* What to produce
In the entries that follow, identify the line containing "TARGET: forested hillside" and return it together with all later lines, exactly as they appear.

*** Provided records ***

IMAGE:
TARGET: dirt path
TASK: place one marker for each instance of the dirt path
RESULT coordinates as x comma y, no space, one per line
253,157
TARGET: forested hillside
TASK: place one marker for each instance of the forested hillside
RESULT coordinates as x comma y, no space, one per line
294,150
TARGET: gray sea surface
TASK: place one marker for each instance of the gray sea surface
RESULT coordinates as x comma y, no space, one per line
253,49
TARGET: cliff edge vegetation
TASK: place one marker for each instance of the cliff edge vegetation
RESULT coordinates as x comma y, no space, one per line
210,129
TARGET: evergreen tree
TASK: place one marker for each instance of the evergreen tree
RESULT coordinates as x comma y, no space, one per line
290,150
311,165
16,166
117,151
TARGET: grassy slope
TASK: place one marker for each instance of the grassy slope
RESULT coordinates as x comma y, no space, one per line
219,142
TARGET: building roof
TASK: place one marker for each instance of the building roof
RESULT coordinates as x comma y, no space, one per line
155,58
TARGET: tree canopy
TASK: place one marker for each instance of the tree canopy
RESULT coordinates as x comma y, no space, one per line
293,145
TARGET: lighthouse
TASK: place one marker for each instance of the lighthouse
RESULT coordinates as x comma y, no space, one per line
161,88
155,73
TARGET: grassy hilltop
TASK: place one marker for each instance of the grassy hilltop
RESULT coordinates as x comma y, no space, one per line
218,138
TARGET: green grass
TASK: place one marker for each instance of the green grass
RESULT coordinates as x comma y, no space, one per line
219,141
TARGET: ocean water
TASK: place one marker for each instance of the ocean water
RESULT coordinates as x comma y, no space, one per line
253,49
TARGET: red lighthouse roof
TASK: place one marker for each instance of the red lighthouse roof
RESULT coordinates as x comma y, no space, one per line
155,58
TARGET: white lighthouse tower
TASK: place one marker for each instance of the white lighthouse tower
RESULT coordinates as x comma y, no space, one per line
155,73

***

* Worked answer
TARGET: forested hillside
TASK: place one marker for each instance of the forested hillside
RESULT coordinates as x comma y, no space, one per line
294,150
TARGET: gray sea surface
TASK: place one marker for each instance of the gray sea surface
RESULT coordinates as x comma y, no space, one per line
253,49
TARGET: cliff edge vegetation
TASK: place one marker for each instance of the cliff edge vegetation
RESULT coordinates as x comma y, no space, one per line
210,129
TARGET: evergreen tree
TASK: place one marker for each instance of the evergreen tree
RESULT coordinates as x comma y, no space, one per line
290,150
311,165
16,166
117,151
TARGET: grassy slope
TASK: place one marker for each instance of the grassy slope
RESULT coordinates as x comma y, no space, one per line
219,142
TARGET: building roof
TASK: place one marker for each instance of the building roof
RESULT coordinates as x comma y, no space, one per line
155,58
TARGET: tree canopy
TASK: place one marker for each instance of the tree canopy
RESULT coordinates as x comma y, no space, one per line
293,145
TARGET: lighthouse
TASK: place one marker for each instance of the lighthouse
RESULT coordinates as x comma y, no space, one per line
161,88
155,73
TARGET: grassy hilltop
TASK: place one marker for each instance of the grassy hilltop
RESULT coordinates as x comma y, no space, one per line
218,138
TARGET: green grass
TASK: place one marker for each instance of the green grass
RESULT coordinates as x comma y, no space, one per line
219,141
TARGET: ocean water
TASK: place one marker for each instance of the ocean water
RESULT coordinates as x comma y, no space, one per line
253,49
TARGET: red lighthouse roof
TASK: place one marker for each instance of the red lighthouse roof
RESULT coordinates as x comma y, no space, one per line
155,58
TARGET: white lighthouse tower
TASK: place one marker for each instance of the white lighthouse tower
RESULT coordinates as x comma y, no space, one per line
155,73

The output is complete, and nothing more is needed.